Tally the lines in the rows that contain the string "jacket", and give only that number.

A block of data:
↓↓↓
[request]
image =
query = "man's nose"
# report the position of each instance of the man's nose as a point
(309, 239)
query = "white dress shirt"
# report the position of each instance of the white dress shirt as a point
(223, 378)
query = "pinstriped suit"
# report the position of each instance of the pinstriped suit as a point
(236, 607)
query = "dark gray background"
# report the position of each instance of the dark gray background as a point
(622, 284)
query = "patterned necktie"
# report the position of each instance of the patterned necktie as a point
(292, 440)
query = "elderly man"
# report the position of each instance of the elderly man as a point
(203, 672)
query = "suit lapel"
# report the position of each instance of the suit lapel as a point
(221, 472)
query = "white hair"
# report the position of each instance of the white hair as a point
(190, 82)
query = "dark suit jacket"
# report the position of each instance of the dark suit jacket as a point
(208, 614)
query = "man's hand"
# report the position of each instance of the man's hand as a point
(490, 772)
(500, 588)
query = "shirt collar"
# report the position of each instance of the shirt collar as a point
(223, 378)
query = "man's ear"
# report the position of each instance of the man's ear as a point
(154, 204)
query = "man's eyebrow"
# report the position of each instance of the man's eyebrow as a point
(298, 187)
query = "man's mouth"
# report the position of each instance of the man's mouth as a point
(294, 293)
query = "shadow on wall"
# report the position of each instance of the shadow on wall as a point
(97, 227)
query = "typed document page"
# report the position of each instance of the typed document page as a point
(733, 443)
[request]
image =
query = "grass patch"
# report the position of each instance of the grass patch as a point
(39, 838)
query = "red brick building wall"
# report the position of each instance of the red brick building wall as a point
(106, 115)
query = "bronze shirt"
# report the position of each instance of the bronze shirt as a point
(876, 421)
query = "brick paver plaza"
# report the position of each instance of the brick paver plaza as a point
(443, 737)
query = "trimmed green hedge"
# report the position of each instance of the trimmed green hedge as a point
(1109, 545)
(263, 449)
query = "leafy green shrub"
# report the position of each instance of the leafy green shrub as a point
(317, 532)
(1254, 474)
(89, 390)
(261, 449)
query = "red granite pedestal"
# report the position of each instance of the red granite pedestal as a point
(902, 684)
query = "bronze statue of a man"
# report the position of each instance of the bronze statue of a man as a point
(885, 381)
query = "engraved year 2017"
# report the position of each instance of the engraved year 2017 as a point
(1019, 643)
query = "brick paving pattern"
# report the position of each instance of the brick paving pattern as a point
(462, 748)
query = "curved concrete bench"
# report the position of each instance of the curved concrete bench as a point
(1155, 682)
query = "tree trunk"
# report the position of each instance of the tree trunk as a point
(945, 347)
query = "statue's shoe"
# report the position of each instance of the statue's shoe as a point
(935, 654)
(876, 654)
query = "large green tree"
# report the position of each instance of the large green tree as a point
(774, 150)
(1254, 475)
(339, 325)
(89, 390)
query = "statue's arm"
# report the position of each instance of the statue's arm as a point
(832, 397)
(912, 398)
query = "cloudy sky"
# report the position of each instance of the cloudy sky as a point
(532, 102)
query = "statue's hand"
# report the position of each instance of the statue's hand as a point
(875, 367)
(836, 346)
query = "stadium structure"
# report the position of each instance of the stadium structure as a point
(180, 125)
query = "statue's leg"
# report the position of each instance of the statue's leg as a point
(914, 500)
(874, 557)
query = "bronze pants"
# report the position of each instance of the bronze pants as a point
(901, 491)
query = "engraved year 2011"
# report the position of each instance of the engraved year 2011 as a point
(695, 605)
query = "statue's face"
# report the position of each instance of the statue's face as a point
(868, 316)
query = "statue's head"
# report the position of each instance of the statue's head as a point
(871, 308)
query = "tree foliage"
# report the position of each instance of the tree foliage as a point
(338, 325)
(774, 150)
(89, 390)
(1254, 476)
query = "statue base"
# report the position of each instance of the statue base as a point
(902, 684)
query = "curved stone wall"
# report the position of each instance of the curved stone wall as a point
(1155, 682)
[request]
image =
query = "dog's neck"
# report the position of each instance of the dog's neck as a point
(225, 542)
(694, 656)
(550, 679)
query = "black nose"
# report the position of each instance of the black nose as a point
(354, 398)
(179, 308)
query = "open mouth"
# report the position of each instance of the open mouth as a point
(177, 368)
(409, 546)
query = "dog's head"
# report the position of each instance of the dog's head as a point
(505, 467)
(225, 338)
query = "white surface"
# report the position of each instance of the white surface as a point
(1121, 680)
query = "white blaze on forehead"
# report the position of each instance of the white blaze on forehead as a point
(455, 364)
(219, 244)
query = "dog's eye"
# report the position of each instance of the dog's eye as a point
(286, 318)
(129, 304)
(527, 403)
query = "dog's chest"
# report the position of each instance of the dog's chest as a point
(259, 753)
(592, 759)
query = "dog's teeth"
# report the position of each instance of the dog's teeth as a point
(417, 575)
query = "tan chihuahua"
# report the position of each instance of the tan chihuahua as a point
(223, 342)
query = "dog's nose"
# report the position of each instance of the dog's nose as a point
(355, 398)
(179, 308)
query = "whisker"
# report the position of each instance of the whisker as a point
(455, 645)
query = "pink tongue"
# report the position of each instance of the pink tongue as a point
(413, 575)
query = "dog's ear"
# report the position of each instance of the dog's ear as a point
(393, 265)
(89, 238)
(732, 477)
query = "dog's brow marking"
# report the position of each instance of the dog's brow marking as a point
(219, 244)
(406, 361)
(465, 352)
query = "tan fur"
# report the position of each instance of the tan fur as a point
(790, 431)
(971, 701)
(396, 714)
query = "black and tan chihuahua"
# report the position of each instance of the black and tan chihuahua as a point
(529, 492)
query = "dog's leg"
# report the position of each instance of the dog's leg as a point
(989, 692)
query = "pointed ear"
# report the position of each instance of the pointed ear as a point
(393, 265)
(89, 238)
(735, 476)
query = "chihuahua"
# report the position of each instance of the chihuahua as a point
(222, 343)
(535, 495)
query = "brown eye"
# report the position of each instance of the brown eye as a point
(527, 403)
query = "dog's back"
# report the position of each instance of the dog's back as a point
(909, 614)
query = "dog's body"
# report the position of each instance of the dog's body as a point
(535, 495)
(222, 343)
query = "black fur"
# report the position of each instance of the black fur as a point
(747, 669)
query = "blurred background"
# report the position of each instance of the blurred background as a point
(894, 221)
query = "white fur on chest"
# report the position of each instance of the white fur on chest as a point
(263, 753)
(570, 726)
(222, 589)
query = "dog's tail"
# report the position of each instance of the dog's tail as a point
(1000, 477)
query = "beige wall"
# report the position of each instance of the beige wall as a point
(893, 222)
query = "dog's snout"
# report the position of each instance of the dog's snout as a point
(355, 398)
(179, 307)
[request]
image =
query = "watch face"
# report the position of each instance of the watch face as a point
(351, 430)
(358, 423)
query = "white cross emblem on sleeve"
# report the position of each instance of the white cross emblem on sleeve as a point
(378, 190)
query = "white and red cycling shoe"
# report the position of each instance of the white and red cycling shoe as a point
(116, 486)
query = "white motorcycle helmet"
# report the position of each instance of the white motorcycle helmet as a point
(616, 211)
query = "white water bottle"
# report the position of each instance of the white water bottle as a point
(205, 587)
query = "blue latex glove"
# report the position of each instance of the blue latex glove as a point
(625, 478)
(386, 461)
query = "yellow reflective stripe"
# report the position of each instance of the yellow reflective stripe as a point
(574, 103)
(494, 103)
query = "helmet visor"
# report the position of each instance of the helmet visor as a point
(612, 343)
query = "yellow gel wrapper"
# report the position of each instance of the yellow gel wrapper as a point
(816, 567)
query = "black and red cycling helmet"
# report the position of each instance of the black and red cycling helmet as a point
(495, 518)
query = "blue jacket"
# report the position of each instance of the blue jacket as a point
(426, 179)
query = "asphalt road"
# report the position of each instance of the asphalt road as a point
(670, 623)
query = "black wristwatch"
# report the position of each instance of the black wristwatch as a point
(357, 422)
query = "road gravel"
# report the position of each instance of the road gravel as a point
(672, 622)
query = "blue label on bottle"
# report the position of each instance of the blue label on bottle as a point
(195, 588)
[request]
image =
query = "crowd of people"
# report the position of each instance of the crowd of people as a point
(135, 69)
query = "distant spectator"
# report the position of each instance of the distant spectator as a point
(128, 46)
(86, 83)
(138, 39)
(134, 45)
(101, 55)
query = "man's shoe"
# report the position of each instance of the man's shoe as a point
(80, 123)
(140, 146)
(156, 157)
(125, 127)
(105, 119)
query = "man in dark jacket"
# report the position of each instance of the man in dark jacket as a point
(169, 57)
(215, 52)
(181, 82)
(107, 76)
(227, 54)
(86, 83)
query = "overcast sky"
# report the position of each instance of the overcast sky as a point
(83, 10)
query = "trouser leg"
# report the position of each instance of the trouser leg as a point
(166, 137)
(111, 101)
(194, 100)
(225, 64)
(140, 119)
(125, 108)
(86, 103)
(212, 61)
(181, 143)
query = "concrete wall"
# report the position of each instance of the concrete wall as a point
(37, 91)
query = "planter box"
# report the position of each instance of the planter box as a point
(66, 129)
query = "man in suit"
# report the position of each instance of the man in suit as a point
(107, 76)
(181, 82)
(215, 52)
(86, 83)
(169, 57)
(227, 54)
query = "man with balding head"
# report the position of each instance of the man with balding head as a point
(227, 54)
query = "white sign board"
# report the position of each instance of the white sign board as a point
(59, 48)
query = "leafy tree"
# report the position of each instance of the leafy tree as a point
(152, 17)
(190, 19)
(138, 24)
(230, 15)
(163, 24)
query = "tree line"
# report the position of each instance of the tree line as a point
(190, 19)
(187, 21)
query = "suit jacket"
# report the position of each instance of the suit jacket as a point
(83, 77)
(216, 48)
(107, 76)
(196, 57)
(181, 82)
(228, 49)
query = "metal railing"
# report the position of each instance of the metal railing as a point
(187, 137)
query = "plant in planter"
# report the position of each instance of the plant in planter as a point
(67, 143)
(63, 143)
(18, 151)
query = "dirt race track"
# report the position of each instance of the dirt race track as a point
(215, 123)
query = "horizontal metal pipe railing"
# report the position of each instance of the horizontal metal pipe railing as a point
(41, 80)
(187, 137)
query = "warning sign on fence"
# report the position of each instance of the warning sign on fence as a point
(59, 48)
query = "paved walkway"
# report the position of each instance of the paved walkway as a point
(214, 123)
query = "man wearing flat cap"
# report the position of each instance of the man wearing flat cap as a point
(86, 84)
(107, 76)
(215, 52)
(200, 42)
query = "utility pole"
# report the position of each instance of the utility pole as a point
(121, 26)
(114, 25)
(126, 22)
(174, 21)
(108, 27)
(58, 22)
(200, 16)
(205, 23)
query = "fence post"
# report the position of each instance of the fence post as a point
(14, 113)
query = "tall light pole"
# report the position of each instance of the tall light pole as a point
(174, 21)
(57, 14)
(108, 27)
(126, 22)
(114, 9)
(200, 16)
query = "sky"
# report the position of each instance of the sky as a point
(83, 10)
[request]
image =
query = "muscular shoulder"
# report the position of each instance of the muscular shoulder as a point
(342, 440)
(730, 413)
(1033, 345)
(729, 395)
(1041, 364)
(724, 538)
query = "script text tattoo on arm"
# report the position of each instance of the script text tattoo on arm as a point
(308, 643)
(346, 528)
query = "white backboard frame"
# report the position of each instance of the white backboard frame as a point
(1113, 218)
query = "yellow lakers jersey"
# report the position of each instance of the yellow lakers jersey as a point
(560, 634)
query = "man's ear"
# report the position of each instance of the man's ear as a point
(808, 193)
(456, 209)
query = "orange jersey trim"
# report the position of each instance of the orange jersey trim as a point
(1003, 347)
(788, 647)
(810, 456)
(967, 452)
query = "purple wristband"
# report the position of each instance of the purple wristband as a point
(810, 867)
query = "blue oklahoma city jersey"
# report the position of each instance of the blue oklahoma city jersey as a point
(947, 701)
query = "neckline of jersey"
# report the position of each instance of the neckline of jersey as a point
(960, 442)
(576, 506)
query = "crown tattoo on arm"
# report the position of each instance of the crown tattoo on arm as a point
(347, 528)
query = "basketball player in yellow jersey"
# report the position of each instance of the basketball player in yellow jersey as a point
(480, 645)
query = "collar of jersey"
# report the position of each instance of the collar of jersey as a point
↑↑↑
▶ [Expected output] 8